§ Extracted text
--- START ---
Wine trip to Lombardia: Franciacorta

This is the second part of a short series about the wine trip I made with a group of the Dutch association of Vinologists (Verenigde Vinologen Nederland). The first part was about our tour of Oltrepò Pavese. After that we continued our trip in Franciacorta, which is one of the three wine producing zones with a DOCG denomination in Lombardia (the others are Oltrepò Pavese and Valtellina). It is located between the Iseo lake and the city of Brescia.

Our first stop in Franciacorta was at the Consorzio per la tutela del Franciacorta in Erbusco, where a representative of the Consorzio gave us an introduction to Franciacorta. The name “Franciacorta” can refer to the wine, to the production area, as well as the production method. Which is again the metodo classico, just like in Champagne and Oltrepò Pavese, with a second fermentation in the bottle. The minimum aging period on the lees for Franciacorta DOCG is 18 months, which is longer than Champagne (15 months). Franciacorta does not have a long tradition for Italian standards, as the first Franciacorta was produced in 1961. It has held a DOC denomination since 1967, and was upgraded to DOCG in 1995. Franciacorta is a small production area, with only 3000 hectares of vineyards. The word means “free courts”, and refers to the historic freedom of duties in the 11th century.
--- END ---
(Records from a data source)
--- START ---
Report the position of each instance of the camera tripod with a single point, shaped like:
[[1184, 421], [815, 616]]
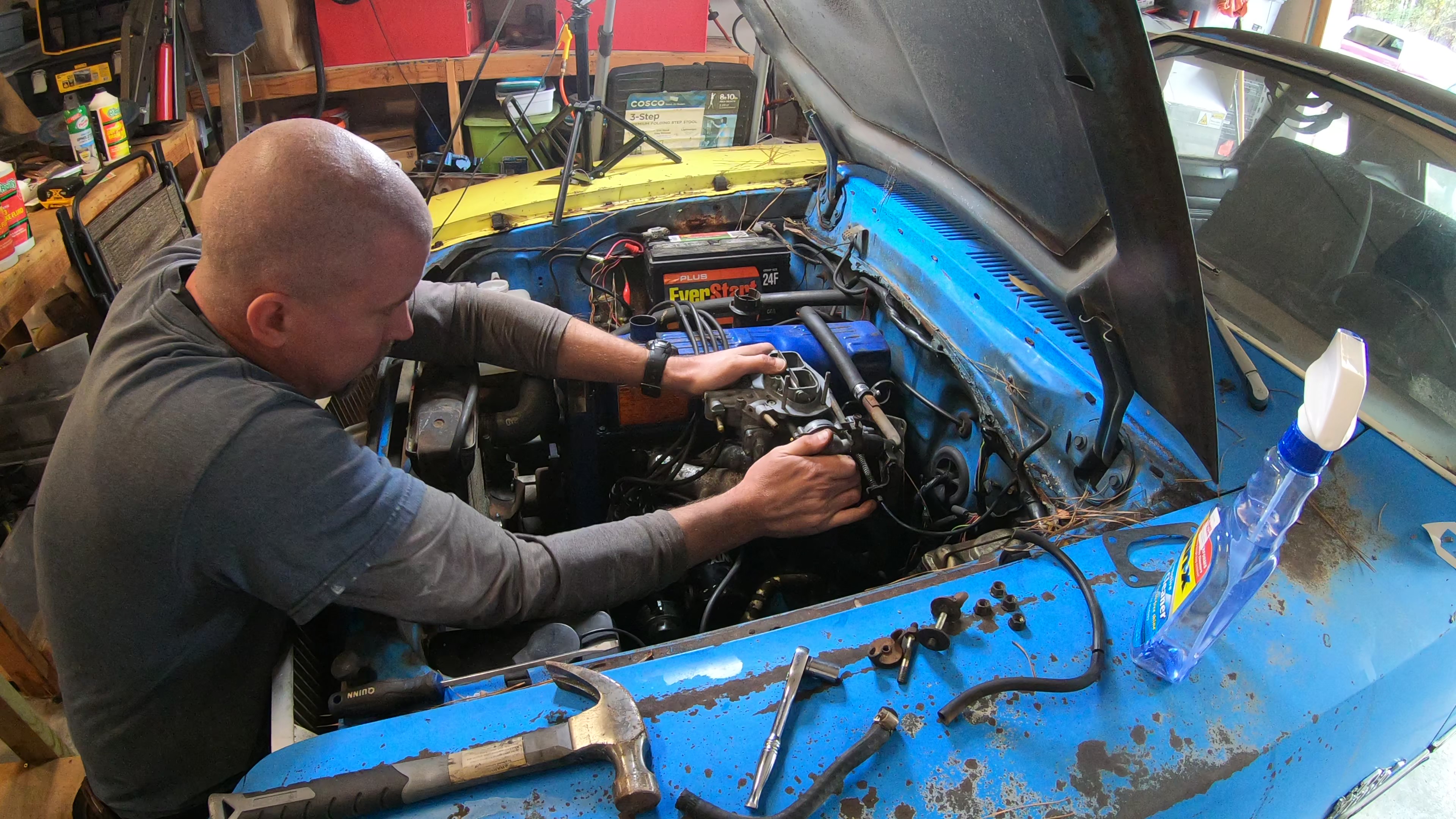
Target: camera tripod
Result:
[[582, 110]]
--- END ---
§ Goals
A. Rewrite the Franciacorta wine trip text starting with "This is the" and going on through "city of Brescia.", putting "Lake Iseo" in place of "Iseo lake".
B. Continue the Franciacorta wine trip text from the point where it stops.

§ Answers
A.
This is the second part of a short series about the wine trip I made with a group of the Dutch association of Vinologists (Verenigde Vinologen Nederland). The first part was about our tour of Oltrepò Pavese. After that we continued our trip in Franciacorta, which is one of the three wine producing zones with a DOCG denomination in Lombardia (the others are Oltrepò Pavese and Valtellina). It is located between the Lake Iseo and the city of Brescia.

B.
The deep morenic soil, formed in the ice age, is very well suited for viticulture. Most of the hills are about 300 meters above sea level, but most of the vineyards are in the flat areas. About 80% of the vineyards is planted with Chardonnay, followed by 15% Pinot Nero and 5% Pinot Bianco. The amount of Pinot Bianco is decreasing. Since Pinot Nero and Bianco have tighter bunches than Chardonnay, they are more susceptible to rot. Franciacorta has an average production of only 7,600 bottles per hectare, which is less than Champagne (10,000 bottles per hectare) and a lot less than Prosecco (17,000 bottles per hectare).

The three different types of Franciacorta DOCG are:

  • Franciacorta, without vintage, Chardonnay, Pinot Nero, maximum 50% Pinot Bianco and maximum 10% Erbamat, aged minimum 18 months on the lees;
  • Franciacorta Rosé, Chardonnay maximum 65%, Pinot Nero minumum 35%, Pinot Bianco maximum 50%, Erbamat maximum 10%, aged minimum 24 months;
  • Franciacorta Satèn, minimum 50% Chardonnay, maximum 50% Pinot Bianco, aged minimum 24 months, and with less bubbles than regular Franciacorta.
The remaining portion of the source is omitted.